-------- RECORDS SUPPLIED

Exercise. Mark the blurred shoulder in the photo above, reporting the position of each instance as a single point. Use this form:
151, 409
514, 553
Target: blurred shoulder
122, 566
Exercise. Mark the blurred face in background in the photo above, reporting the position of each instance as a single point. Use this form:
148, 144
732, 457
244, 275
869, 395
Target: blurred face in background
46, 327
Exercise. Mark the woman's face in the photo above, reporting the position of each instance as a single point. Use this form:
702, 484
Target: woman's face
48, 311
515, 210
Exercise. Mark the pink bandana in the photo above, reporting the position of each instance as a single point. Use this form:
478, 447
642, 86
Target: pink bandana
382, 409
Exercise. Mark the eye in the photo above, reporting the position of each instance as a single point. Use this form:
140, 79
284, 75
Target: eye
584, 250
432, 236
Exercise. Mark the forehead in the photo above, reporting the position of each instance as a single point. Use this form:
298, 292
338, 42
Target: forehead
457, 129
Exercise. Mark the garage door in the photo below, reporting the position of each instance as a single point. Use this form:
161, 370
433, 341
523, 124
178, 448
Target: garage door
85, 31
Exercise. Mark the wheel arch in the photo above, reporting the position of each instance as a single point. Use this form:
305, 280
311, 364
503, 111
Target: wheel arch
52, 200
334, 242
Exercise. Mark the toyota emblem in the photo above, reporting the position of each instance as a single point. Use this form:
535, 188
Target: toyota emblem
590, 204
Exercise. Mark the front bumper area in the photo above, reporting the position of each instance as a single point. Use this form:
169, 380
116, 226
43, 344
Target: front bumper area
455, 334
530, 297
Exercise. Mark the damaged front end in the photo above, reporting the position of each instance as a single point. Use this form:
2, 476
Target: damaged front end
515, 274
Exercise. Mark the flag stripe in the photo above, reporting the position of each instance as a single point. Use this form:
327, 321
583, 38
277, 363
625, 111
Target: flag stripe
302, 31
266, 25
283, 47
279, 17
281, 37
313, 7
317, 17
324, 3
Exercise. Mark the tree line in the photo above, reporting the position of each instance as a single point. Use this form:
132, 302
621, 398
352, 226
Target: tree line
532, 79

----------------

=== WRITTEN PROBLEM ===
Please convert the rows, from the line containing "Exercise. Mark the flag" through the last line of the rows (both included), into a JSON list of strings with one string per line. Leave out any blank lines.

=== RESPONSE TO THIS EXERCISE ===
[
  "Exercise. Mark the flag stripe in the photo above, reporting the position of each instance as a single point. Use this form:",
  "327, 321",
  "583, 38",
  "277, 363",
  "625, 111",
  "Target: flag stripe",
  "302, 31",
  "266, 25",
  "283, 47",
  "279, 17",
  "281, 37",
  "313, 7",
  "317, 17",
  "324, 3",
  "Exercise. Mark the tree line in the photo above, reporting the position of each instance as a single point. Use this form:",
  "132, 302",
  "621, 398",
  "352, 226",
  "Target: tree line",
  "532, 79"
]